**Objetivo del ejercicio**
Copia de nuevo todo el texto sobre el holter, sin cambiar nada.

### Texto proporcionado ###

Aster Navas
Profesor

Cuidar las formas

Jueves. A veces las semanas no empiezan el lunes. Hay algo el miércoles o quizás el jueves que merece toda nuestra atención y que hace que los días anteriores se difuminen o los vivamos simplemente como un anticipo de ese diagnóstico, de esa cita, de ese acontecimiento que ya se volvió obsesivo la semana anterior. El caso es que hoy, jueves, finalmente, me han puesto un holter: uno de esos tensiómetros que te miden la presión arterial durante veinticuatro horas. –Tenemos ya una edad –me dijo el médico hace unos meses cargándome de volantes y analíticas. Y aquí ando con ese manguito que se infla y se desinfla, que me pone a prueba –día y noche– cada treinta minutos y con esa petaca electrónica que oculto –mal, muy mal– bajo la camiseta.

### Datos proporcionados ###

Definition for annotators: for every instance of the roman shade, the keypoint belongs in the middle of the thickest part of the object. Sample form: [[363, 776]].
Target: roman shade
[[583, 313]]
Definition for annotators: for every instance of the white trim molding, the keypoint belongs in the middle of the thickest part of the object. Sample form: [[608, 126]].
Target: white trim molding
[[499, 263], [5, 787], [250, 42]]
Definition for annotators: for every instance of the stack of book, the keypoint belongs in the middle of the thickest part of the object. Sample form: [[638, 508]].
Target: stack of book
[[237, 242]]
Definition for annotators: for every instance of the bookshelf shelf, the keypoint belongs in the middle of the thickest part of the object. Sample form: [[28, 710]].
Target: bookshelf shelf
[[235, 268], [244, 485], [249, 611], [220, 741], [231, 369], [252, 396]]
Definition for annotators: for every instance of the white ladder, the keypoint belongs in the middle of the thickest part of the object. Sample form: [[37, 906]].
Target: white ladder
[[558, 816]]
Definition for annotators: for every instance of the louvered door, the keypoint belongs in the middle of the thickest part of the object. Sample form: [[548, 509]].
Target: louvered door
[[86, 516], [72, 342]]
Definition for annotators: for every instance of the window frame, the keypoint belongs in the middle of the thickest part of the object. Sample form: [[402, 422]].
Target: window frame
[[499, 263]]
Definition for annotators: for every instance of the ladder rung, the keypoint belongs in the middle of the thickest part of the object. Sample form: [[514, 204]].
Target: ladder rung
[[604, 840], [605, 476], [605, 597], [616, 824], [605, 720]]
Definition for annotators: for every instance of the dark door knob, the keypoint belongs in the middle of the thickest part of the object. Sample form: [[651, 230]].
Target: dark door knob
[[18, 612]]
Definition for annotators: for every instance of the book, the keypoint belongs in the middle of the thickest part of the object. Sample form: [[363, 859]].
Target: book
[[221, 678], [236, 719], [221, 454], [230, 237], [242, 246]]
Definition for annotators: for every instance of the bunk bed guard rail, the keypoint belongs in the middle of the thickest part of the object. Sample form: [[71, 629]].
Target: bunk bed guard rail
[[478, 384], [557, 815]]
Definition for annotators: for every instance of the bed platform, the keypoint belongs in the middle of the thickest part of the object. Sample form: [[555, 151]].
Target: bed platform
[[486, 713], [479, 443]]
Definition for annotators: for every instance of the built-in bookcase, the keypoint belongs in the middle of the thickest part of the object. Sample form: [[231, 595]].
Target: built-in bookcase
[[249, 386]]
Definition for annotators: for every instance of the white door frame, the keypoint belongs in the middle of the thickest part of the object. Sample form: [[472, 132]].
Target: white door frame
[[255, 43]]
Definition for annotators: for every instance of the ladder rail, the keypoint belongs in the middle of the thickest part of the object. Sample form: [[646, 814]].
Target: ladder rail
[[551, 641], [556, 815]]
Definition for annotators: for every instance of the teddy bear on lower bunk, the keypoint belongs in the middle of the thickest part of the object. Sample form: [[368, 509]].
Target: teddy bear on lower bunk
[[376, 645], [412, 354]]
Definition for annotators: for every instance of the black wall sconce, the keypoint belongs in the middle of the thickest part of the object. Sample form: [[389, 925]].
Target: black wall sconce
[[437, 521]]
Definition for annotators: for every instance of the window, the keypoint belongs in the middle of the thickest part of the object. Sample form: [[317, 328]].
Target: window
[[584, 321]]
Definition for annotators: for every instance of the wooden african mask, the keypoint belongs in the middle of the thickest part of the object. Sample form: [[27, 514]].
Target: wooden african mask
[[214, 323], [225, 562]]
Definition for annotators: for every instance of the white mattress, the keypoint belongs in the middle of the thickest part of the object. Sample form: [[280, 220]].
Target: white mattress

###

**Respuesta a la tarea**
Aster Navas
Profesor

Cuidar las formas

Jueves. A veces las semanas no empiezan el lunes. Hay algo el miércoles o quizás el jueves que merece toda nuestra atención y que hace que los días anteriores se difuminen o los vivamos simplemente como un anticipo de ese diagnóstico, de esa cita, de ese acontecimiento que ya se volvió obsesivo la semana anterior. El caso es que hoy, jueves, finalmente, me han puesto un holter: uno de esos tensiómetros que te miden la presión arterial durante veinticuatro horas. –Tenemos ya una edad –me dijo el médico hace unos meses cargándome de volantes y analíticas. Y aquí ando con ese manguito que se infla y se desinfla, que me pone a prueba –día y noche– cada treinta minutos y con esa petaca electrónica que oculto –mal, muy mal– bajo la camiseta.